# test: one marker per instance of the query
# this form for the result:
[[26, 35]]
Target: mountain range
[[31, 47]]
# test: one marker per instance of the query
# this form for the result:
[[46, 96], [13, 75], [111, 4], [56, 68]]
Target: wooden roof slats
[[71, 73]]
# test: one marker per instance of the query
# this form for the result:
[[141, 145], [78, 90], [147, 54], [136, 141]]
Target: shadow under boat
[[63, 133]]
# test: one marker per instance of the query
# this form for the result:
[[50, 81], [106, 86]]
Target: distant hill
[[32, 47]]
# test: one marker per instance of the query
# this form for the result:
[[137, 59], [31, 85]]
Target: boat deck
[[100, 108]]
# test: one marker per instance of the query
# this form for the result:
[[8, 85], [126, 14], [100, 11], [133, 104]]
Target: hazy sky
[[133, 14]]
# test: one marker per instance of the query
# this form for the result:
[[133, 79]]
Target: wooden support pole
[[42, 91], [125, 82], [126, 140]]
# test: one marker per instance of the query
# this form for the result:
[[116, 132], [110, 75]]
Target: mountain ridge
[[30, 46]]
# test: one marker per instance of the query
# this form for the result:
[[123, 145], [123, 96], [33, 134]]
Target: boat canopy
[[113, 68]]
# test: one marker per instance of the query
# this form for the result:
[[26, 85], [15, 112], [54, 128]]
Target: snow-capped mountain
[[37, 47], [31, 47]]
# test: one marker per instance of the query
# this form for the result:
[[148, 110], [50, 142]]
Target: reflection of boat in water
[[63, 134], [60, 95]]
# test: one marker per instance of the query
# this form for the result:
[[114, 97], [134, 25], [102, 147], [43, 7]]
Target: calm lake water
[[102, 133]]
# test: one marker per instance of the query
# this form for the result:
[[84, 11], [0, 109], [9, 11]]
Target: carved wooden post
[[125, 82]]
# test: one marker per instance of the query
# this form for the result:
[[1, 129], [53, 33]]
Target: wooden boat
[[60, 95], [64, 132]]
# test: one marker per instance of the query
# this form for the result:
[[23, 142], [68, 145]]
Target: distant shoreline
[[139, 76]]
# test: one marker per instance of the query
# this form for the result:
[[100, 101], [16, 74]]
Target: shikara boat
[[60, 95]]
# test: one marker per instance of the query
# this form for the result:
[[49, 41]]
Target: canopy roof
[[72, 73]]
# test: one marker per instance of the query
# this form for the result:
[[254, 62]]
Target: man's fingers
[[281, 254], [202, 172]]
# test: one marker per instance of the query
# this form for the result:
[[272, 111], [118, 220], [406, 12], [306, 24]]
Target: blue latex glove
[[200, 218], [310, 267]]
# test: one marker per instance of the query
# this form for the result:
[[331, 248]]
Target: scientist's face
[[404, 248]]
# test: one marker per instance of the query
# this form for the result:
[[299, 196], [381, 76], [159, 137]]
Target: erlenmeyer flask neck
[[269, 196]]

━━━━━━━━━━━━━━━━━━━━

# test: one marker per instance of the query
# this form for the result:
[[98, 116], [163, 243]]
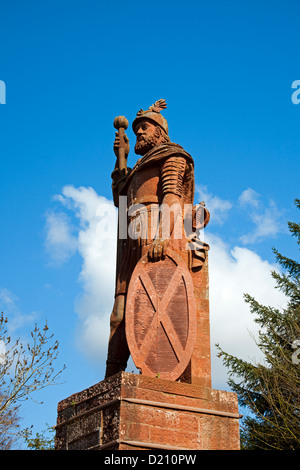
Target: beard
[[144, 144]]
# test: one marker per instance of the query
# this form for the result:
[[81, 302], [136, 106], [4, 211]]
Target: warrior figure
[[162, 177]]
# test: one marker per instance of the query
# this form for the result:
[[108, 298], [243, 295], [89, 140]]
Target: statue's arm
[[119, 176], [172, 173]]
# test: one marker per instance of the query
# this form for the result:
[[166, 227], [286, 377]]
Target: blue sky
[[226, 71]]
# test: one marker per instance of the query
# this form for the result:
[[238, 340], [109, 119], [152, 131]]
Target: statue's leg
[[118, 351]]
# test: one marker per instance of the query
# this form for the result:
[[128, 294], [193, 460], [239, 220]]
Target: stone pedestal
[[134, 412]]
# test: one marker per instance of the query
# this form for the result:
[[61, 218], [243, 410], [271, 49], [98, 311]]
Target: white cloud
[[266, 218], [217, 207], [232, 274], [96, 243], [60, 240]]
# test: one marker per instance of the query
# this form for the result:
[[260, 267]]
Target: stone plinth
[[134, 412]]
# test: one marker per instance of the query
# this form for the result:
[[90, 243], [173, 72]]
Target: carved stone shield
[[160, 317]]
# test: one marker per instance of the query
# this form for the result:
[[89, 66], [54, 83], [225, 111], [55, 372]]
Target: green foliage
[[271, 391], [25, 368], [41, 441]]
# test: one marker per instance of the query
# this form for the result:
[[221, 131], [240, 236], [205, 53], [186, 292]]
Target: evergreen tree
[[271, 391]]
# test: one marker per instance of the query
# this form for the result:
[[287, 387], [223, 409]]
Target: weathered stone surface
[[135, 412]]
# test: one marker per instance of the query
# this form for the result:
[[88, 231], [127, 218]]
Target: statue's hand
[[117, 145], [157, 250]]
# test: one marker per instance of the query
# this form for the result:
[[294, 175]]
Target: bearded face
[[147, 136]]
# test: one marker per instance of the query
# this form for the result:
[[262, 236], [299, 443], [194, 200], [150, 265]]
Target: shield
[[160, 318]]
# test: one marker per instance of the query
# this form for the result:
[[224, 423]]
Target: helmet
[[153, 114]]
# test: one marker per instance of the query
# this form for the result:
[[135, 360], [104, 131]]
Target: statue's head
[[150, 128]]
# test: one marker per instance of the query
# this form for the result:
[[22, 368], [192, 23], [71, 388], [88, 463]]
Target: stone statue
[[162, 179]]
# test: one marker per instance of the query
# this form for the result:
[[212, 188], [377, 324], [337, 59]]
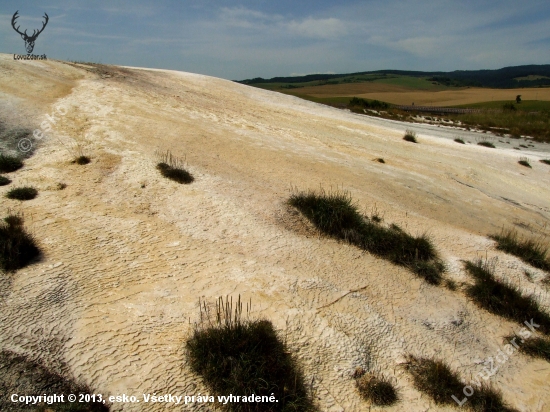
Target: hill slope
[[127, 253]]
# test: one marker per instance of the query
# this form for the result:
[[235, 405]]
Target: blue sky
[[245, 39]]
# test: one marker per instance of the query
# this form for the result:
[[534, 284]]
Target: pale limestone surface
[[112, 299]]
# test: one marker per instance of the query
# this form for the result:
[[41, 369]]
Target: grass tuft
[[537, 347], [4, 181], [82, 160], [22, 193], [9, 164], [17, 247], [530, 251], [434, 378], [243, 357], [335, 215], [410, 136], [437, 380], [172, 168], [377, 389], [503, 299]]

━━━━━━━━━━━━━━━━━━━━

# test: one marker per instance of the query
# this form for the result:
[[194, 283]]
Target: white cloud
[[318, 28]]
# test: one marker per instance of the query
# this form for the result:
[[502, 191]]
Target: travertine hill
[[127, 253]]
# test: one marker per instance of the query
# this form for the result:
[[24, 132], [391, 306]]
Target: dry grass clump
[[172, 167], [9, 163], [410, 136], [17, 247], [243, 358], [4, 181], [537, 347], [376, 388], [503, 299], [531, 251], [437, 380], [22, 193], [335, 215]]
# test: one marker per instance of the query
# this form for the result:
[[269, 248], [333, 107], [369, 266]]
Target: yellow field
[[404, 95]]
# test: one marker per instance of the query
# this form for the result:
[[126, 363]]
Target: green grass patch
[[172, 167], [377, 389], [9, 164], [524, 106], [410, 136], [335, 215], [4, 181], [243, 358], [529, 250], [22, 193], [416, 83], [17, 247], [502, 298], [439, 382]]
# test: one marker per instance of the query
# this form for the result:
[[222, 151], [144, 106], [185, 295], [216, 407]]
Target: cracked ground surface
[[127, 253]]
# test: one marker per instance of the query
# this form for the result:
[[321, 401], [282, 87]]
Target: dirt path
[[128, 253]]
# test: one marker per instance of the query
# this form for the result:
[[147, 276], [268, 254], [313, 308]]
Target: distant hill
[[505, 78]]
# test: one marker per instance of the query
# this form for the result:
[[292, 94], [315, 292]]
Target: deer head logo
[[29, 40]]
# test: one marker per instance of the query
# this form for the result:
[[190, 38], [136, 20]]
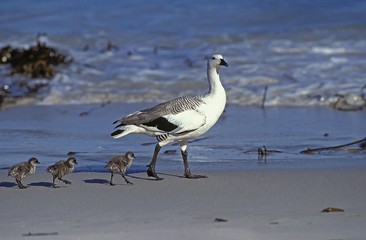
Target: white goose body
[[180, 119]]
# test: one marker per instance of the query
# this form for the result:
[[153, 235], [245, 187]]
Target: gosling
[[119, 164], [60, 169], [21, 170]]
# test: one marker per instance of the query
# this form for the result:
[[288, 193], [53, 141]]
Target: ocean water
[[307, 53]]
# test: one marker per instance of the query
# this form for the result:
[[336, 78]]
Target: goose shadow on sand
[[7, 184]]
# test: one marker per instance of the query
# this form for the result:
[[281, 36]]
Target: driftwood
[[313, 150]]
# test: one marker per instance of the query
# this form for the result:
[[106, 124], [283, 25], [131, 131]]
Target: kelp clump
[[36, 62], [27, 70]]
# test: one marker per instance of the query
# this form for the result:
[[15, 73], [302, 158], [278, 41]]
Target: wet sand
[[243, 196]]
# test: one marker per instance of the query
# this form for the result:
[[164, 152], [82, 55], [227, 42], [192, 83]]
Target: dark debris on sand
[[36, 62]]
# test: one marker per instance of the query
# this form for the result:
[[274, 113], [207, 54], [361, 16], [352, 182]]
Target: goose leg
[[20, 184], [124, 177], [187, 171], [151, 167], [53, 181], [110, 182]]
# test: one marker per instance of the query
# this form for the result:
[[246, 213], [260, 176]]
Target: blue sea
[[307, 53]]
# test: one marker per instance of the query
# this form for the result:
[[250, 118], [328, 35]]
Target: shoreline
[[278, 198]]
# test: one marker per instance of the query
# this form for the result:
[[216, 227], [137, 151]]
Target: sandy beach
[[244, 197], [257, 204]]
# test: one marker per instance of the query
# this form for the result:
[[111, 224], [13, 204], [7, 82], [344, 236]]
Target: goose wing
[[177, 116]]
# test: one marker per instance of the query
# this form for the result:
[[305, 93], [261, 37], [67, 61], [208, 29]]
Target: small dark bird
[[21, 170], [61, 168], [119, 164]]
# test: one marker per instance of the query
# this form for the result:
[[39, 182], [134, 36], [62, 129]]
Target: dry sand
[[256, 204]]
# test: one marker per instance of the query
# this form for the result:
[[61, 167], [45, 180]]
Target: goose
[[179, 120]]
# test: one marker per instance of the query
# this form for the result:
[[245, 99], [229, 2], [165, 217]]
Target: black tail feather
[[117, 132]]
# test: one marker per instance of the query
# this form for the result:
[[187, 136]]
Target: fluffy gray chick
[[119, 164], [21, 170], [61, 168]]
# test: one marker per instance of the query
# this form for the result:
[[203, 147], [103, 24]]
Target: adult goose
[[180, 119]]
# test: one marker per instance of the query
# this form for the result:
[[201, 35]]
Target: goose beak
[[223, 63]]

━━━━━━━━━━━━━━━━━━━━

**WHAT THE TASK ASKS:**
Above are the entries. Output exactly the lines beginning with the line that has "[[224, 423]]" and ending with the line that has "[[22, 368], [192, 23], [71, 388], [88, 463]]".

**TASK RESPONSE:**
[[224, 423]]
Target: helmet
[[153, 114]]
# test: one marker per instance of the query
# this form for the result:
[[135, 360], [104, 131]]
Target: statue's head
[[150, 128]]
# test: one marker per instance of the query
# this form for the result:
[[22, 368], [192, 23], [71, 388], [88, 463]]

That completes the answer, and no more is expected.